> **What is needed**: Resume the reflection on the "Three I'd Monster" and dating past 30, picking up right after its last sentence.

> **Selected extract**:
The one disadvantage of the Zen is that without the urgency, my will or desire to bother has diminished greatly in this regard — and it was hardly peaking before. And all the Three I’d Monster has to do is outlast me. Before I knew it my 20’s were over and the end of my 30’s gets closer with every year. And while this time of year (October thru March) used to bring about great depression, I’ve been able to breeze past it for the past year, and I am just enjoying being able to do that.
But if the Three I’d Monster reveals anything, it’s that the task of convincing myself that I am worthy of a woman is probably more of a challenge than doing so for actual women I were to encounter. And dating past 30 isn’t easy even for veteran daters! The question which becomes obvious is, “What would a woman have to do to make you genuinely believe that she liked you?” And my obvious, honest answer is that I have utterly no idea. Few things in life make me more suspicious than a woman liking me. And that’s not a good answer, because no one has time to waste trying to win an argument with a dude who’s trying to talk anyone out of dating him. Trying to gut through it on the fly in mid-motion could lead to dysfunctional relationships and many hurt feelings, and people. Yet doing nothing like a monk, while a valid choice, can sometimes be a lonely one.

> **Supplied data**:
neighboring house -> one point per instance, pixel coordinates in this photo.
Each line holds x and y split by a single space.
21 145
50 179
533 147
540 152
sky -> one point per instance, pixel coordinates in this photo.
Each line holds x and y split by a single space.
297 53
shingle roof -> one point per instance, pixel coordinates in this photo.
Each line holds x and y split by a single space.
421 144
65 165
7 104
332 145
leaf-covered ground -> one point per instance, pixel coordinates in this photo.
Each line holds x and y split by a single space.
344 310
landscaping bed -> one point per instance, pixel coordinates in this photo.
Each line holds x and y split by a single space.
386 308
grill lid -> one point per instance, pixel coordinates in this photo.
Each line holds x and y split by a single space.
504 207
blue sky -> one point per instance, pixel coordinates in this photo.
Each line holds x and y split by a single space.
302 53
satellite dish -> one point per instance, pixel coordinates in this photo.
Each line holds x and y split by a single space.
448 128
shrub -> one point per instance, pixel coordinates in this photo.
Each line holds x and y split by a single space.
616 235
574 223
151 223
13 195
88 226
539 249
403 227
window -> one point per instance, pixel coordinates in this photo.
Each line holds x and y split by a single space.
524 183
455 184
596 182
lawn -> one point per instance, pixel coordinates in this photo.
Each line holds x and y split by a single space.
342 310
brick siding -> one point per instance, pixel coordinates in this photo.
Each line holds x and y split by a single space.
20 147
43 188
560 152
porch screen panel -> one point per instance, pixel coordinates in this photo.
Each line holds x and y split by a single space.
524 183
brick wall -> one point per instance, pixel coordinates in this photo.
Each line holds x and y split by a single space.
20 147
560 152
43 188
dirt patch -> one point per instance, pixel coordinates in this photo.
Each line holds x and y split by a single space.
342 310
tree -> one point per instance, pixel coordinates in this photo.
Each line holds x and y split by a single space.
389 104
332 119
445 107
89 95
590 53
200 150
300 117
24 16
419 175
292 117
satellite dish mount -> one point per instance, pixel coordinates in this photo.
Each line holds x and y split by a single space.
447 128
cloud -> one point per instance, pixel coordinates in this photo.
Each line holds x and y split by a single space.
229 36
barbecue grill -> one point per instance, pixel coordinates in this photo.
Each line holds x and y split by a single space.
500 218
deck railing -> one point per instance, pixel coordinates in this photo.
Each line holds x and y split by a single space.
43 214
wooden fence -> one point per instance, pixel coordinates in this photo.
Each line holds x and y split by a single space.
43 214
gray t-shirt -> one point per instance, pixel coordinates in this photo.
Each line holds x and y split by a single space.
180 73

==

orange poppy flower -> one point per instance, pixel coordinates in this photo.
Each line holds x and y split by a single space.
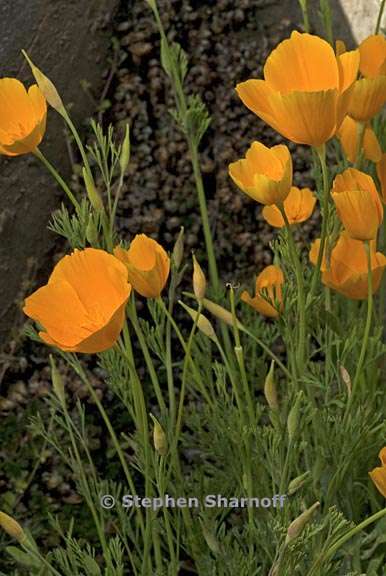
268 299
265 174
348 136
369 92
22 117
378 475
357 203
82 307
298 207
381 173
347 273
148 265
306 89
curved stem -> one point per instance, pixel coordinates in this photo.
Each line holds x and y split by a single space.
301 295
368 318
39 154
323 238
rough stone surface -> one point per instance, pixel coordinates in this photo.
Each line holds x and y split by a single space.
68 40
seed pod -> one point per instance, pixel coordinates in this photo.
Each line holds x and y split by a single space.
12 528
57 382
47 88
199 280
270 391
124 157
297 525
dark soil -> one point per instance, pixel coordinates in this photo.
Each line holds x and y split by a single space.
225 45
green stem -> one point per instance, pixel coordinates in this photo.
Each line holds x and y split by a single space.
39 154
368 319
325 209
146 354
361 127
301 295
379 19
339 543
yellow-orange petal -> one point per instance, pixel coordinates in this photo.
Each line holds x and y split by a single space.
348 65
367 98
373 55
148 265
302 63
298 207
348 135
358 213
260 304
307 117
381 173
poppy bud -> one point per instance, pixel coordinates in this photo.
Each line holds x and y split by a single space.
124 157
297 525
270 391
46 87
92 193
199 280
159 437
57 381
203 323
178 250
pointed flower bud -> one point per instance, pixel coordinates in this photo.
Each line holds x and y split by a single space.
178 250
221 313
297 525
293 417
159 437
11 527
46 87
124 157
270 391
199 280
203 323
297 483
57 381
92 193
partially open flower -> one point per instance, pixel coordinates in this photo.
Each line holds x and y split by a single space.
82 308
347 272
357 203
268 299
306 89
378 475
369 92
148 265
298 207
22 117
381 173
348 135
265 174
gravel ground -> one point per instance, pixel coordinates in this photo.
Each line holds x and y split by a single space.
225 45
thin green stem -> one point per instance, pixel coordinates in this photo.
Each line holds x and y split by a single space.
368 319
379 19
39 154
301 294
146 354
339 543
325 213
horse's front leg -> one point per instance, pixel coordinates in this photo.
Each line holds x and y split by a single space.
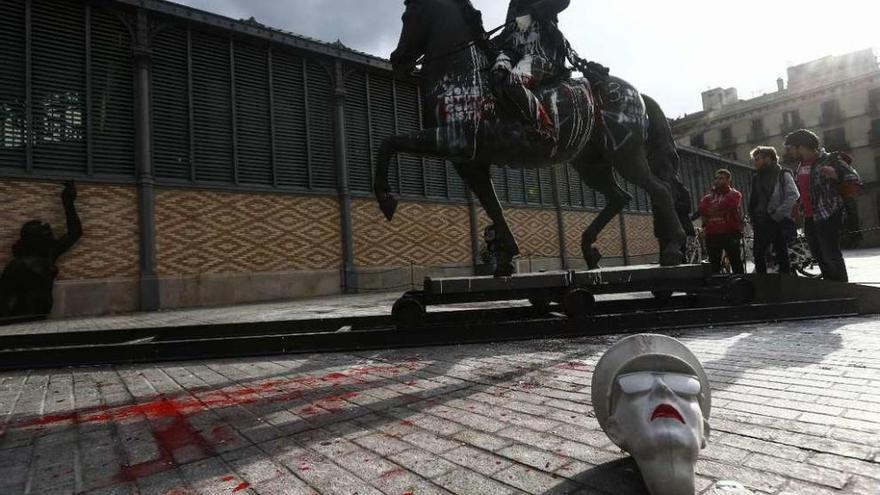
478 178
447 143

> **Task output**:
Incidentally, in that episode of “TAXI”, Elaine and Griswald do date briefly, and it boosts his confidence. Yet while Elaine likes Griswald as a person, she’s not passionate about him enough to make any long term plans. So while she does sleep with him (against her better judgment), they do split up. Yet Griswald leaves the relationship stronger than when he entered it. And while it’s only a silly fictional comedy from ages ago, I wonder if that path could be possible for me. Could it just be a matter of finding one or two very patient women? Or one randy enough to literally sleep the issues out of me? I have no idea. What I do know is that considering the litany of faults and disadvantages I would have to flawlessly overcome and act in spite of, it’s merely one more boulder atop the pile. Yet no one said the path to Zen would be easy.
Whew, this was a long one! Thanks to everyone who made it this long. I’ve had this buried in me for a bit and I will have to digest what it means to finally get it into another medium. The act of that alone can sometimes bring some clarity. And clarity can sometimes be the most important thing of all.